» DATA LINES
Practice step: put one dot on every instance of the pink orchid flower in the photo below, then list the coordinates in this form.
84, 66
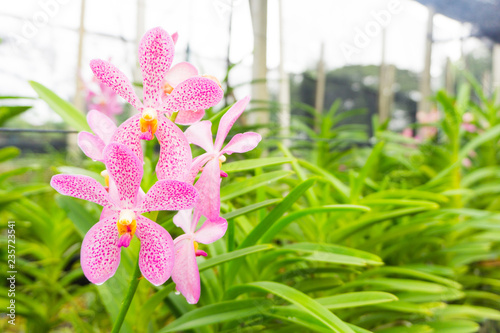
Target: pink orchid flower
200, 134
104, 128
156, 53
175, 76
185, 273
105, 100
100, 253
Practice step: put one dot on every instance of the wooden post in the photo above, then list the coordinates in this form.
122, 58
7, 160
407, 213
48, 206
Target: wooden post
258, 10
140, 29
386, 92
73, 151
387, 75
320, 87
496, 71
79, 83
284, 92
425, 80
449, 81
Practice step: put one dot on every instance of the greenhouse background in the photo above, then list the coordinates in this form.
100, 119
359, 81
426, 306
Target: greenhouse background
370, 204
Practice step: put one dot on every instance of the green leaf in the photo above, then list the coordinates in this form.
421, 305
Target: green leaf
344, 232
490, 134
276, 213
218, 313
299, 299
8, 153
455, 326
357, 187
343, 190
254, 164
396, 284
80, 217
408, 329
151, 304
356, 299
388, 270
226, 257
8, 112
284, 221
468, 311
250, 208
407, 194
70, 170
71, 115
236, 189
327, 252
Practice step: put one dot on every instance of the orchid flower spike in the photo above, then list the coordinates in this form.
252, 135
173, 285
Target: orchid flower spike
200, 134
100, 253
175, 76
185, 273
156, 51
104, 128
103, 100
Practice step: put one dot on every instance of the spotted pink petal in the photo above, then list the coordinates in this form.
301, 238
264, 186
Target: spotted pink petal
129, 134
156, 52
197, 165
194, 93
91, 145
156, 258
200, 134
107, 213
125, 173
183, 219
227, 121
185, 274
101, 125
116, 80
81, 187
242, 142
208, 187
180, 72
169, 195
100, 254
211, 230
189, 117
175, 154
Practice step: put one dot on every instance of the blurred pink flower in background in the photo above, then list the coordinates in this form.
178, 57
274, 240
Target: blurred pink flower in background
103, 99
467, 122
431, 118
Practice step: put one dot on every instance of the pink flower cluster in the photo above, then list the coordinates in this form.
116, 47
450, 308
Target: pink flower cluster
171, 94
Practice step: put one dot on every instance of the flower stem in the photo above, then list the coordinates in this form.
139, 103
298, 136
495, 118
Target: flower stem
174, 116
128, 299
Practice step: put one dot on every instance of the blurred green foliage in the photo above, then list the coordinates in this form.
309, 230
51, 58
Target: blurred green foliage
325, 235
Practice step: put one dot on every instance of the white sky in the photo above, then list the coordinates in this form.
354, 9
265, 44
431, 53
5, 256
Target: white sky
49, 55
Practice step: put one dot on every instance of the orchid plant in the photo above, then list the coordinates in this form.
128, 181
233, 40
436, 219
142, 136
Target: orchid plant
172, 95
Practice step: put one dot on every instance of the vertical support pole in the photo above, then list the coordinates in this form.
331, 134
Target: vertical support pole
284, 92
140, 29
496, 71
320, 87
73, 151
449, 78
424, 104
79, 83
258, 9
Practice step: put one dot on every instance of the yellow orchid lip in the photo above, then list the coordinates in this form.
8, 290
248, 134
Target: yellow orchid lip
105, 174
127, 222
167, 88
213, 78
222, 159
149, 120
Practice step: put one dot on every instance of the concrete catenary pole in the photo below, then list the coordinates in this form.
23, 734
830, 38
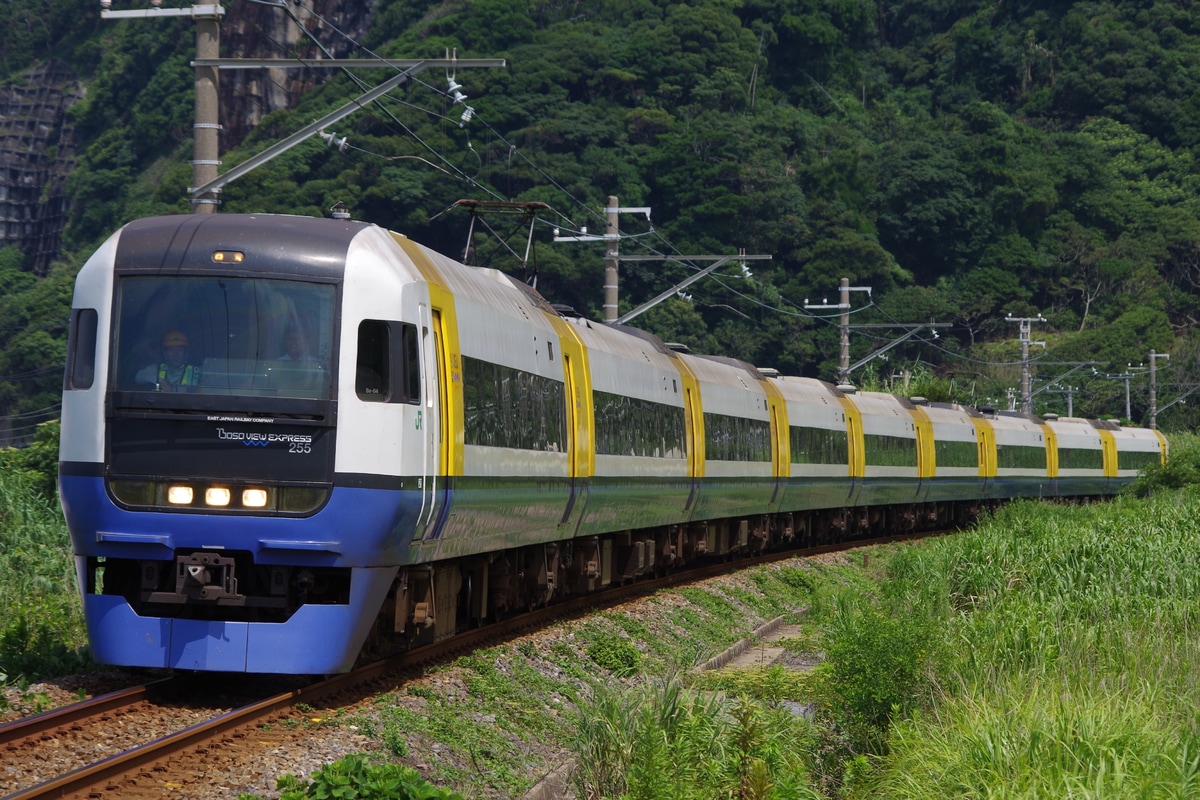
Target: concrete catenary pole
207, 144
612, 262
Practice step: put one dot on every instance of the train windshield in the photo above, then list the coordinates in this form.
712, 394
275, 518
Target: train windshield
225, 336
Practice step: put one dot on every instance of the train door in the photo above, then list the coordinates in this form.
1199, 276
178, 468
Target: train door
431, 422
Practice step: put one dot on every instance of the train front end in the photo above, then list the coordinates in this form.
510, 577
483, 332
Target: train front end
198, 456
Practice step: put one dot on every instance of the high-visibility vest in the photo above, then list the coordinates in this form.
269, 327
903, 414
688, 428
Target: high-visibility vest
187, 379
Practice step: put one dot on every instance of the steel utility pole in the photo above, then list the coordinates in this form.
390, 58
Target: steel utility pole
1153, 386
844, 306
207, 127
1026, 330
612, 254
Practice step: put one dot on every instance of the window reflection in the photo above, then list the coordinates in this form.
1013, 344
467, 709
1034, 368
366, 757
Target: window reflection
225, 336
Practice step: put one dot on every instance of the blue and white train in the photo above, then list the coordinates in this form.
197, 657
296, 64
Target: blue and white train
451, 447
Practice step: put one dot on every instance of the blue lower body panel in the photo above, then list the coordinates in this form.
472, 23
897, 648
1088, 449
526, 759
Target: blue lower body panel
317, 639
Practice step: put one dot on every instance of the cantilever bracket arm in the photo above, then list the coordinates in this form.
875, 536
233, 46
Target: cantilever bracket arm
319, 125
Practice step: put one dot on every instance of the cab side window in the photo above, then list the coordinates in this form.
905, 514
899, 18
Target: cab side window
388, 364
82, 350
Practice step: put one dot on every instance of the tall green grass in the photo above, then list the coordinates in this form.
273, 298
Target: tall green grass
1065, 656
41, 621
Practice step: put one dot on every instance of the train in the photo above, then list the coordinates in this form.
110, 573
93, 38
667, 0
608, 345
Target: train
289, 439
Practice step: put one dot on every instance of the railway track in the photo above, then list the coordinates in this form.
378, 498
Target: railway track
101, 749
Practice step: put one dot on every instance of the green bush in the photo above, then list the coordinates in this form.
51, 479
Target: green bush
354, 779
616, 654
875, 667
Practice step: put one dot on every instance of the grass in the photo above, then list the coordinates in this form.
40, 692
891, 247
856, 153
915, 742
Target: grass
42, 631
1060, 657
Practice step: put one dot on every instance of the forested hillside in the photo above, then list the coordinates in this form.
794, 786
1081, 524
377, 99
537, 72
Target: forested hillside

» OBJECTIVE
Omitting all images, retype each line of the records precisely.

» FULL SOLUTION
Practice step: put one dot on every instance of the pink orchid flower in the photo below, then list the coordinates in this form.
84, 66
Target: pink orchid flower
200, 134
104, 128
156, 53
175, 76
185, 273
105, 100
100, 253
Practice step: put one dot on every instance of the wooden post in the photo above, then list the coordinates in this form.
122, 58
7, 160
407, 213
48, 206
Target: wooden post
258, 10
140, 29
386, 92
73, 151
387, 75
320, 87
496, 71
79, 83
284, 92
425, 80
449, 81
Practice step: put one dot on every instance of the greenhouse background in the photo above, then list the coordinates in this form.
100, 119
359, 81
426, 306
Target: greenhouse background
370, 204
Practice step: put one dot on every instance of the green leaf in the photo above, then list the coordinates in this form.
421, 305
Target: green leaf
344, 232
490, 134
276, 213
218, 313
299, 299
8, 153
455, 326
357, 187
343, 190
254, 164
396, 284
80, 217
408, 329
151, 304
356, 299
388, 270
226, 257
8, 112
284, 221
468, 311
250, 208
407, 194
70, 170
71, 115
236, 189
327, 252
Practice step: put one dot on every instance of the orchid flower spike in the photo above, then list the coordinates in this form.
252, 135
173, 285
Target: orchid flower spike
200, 134
100, 253
175, 76
185, 273
156, 51
104, 128
103, 100
Practice step: put one dot on every instance of the spotted pink petal in the photo above, then list the coordinates in this form.
301, 238
264, 186
Target: spotted pink petal
129, 134
156, 52
197, 165
194, 93
91, 145
156, 258
200, 134
107, 213
125, 173
183, 219
227, 121
185, 274
101, 125
116, 80
81, 187
242, 142
208, 187
180, 72
169, 195
100, 254
211, 230
189, 117
175, 154
Practice step: put one dot on every instance of the blurred pink flower in background in the photo above, then list the coordinates in this form.
178, 57
274, 240
Target: blurred pink flower in background
103, 99
467, 122
431, 118
Practice step: put one dot on every instance of the pink flower cluster in the photo above, then list the coordinates in this form.
116, 47
450, 308
Target: pink flower cluster
171, 94
Practice step: put one dot on every instance of the flower stem in the photo above, then list the coordinates in this form.
139, 103
298, 136
495, 118
Target: flower stem
174, 116
128, 299
Practice step: put one dot on every instance of the blurred green foliage in the photo above, then list the coordinates in this form.
309, 230
51, 58
Target: blurred green foliage
325, 235
Practice step: put one dot on every instance of the white sky in the photo above, then list the coordinates in this form.
354, 9
265, 44
431, 53
5, 256
Target: white sky
49, 55
Practice step: put one dot on every instance of the orchid plant in the photo above, then list the coordinates in this form.
128, 181
233, 40
436, 219
142, 136
Target: orchid plant
172, 95
Practice step: put one dot on every instance of the vertical support pole in the photo above, then list the coordinates in this form.
331, 134
Target: vertical support pole
284, 92
140, 29
496, 71
320, 87
73, 151
449, 78
424, 104
79, 83
258, 9
Practice step: put one dot on every instance of the yellow orchid lip in the photo above, then list the coordinates in this form.
8, 290
248, 134
Target: yellow orchid lip
105, 174
127, 222
167, 88
213, 78
222, 159
149, 120
Practice step: put one dot on every instance of the concrete catenary pole in the photo below, then list the coordinates in this form.
23, 734
830, 38
Target: concrete catenary pole
207, 144
612, 262
Practice step: put one dot on every instance of the train windshield in the photo above, then list the coordinates in this form.
712, 394
275, 518
Target: train windshield
225, 336
Practice step: put one dot on every instance of the train door in the photo above, then list the coordinates in this form.
1199, 276
178, 468
Target: train door
431, 422
Practice step: put one dot on every instance of the train front end in the photo above, then list the coordinates in this form.
510, 577
483, 332
Target: train front end
198, 456
Practice step: put one dot on every instance of the high-visibility vest in the photo above, then list the coordinates in this form.
269, 327
903, 414
688, 428
Target: high-visibility vest
187, 379
Practice step: put one dot on every instance of the steel utility pole in the photo above, then list the coordinates in this form.
390, 58
Target: steel utility pole
1153, 386
844, 306
207, 127
1026, 330
612, 254
Practice step: put one dot on every instance of the window reflection in the photo above, then list the coordinates in this form.
1013, 344
467, 709
1034, 368
366, 757
Target: window reflection
225, 336
Practice step: put one dot on every instance of the blue and white train in the photo above, then list the coordinates in this form.
197, 657
296, 64
Target: blue and white train
451, 447
Practice step: put one dot on every instance of the blue lower body panel in the photo above, then list the coordinates in this form.
472, 23
897, 648
1088, 449
526, 759
Target: blue lower body panel
317, 639
Practice step: put one dot on every instance of the cantilever bracket arm in the photo above, then list the coordinates in this form.
875, 536
233, 46
Target: cantilever bracket arm
319, 125
Practice step: put one dot on every instance of the cab side window in the photo above, then list the coordinates in this form.
905, 514
899, 18
Target: cab side window
388, 364
82, 350
Practice step: put one dot on every instance of the tall green grass in the photo above, then list the coordinates in this form.
273, 298
Target: tall green grass
1065, 656
41, 621
Practice step: put one dot on every instance of the train in the photo above, then list the coordinates in this form.
110, 573
93, 38
667, 0
608, 345
Target: train
289, 439
Practice step: put one dot on every instance of the railway track in the photo above, then list the coordinates in this form.
378, 498
Target: railway track
101, 749
Practice step: put one dot on every instance of the green bush in the photo above, then list the coordinates in this form.
51, 479
Target: green bush
354, 779
616, 654
875, 667
Practice step: put one dot on every instance of the grass in the photo above, then list the coordinates in this form.
40, 692
891, 247
856, 153
915, 742
Target: grass
42, 631
1060, 657
Practice step: put one dot on every instance of the forested hillside in the photo above, then list the coordinates in this form.
794, 786
1081, 524
377, 99
537, 72
Target: forested hillside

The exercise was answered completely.